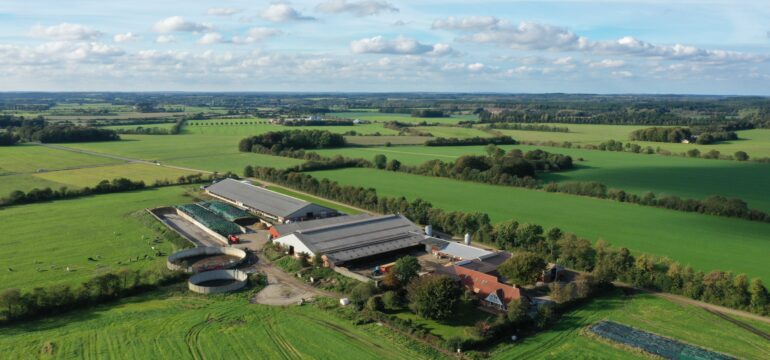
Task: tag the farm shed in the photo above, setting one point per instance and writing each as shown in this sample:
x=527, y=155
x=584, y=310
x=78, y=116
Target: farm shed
x=351, y=238
x=268, y=204
x=453, y=250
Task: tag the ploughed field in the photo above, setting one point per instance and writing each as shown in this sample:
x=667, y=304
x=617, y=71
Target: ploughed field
x=184, y=326
x=40, y=241
x=569, y=337
x=703, y=241
x=636, y=173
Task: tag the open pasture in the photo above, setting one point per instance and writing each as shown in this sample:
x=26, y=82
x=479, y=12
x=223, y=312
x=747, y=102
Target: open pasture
x=636, y=173
x=375, y=116
x=705, y=242
x=568, y=338
x=39, y=241
x=184, y=326
x=204, y=152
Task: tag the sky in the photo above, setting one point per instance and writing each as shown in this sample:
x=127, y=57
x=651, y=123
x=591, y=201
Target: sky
x=571, y=46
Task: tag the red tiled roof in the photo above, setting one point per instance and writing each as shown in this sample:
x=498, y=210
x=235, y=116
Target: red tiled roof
x=485, y=284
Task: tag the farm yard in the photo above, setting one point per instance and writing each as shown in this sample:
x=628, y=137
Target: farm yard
x=690, y=238
x=172, y=325
x=89, y=235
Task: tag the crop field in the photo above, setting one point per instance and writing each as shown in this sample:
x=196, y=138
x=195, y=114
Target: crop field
x=246, y=127
x=637, y=173
x=205, y=152
x=405, y=118
x=705, y=242
x=568, y=338
x=181, y=326
x=92, y=175
x=754, y=142
x=39, y=241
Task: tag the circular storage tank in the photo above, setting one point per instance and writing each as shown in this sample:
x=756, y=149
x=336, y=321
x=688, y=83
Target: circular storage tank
x=217, y=281
x=202, y=259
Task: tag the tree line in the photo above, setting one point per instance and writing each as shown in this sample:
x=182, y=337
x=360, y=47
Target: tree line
x=604, y=263
x=527, y=127
x=277, y=141
x=496, y=140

#### [Instruction]
Print all the records again exactly; do not include any picture.

#### [Exercise solution]
Task: tag the farm shed in the photo above, setting one point per instance and writing each as shown in this sample:
x=527, y=155
x=584, y=310
x=78, y=116
Target: farm shed
x=351, y=238
x=268, y=204
x=453, y=250
Task: tag the ploughed field in the photo above, setting one point per instance and writing each as shown in this sample:
x=667, y=304
x=617, y=71
Target: ploughed field
x=184, y=326
x=40, y=241
x=569, y=337
x=703, y=241
x=636, y=173
Task: tag the open pasture in the photo above, setting one point per instance and writing each as shown in this sample:
x=26, y=82
x=479, y=12
x=223, y=312
x=747, y=102
Target: open pasture
x=636, y=173
x=375, y=116
x=705, y=242
x=568, y=338
x=39, y=241
x=184, y=326
x=204, y=152
Task: tag the sky in the photo above, setting one point per instance and writing each as shown in this sample:
x=127, y=57
x=651, y=123
x=591, y=201
Target: sky
x=571, y=46
Task: tag the red tiled roof in the photo above, setting one point per instance and writing each as shown in this sample:
x=498, y=210
x=235, y=116
Target: red tiled roof
x=485, y=284
Task: tag the farm yard in the photo above, setting one point per instance and writing each as shown in this sample:
x=628, y=137
Target: farm yard
x=690, y=238
x=172, y=325
x=89, y=235
Task: tag the crop field in the photo above, setting one point per instance and writing each as shown in this sample:
x=196, y=138
x=195, y=114
Target: crop field
x=246, y=127
x=637, y=173
x=205, y=152
x=405, y=118
x=705, y=242
x=568, y=338
x=181, y=326
x=92, y=175
x=754, y=142
x=39, y=241
Task: tag the circular storage tank in the photo above, setting one point per instance and writing each as shown in this sample:
x=756, y=149
x=336, y=321
x=688, y=83
Target: circular storage tank
x=217, y=281
x=202, y=259
Task: tag the tree line in the photo above, setting one point per instance and writing each as shown in this sample:
x=182, y=337
x=360, y=47
Target: tree line
x=604, y=263
x=527, y=127
x=277, y=141
x=496, y=140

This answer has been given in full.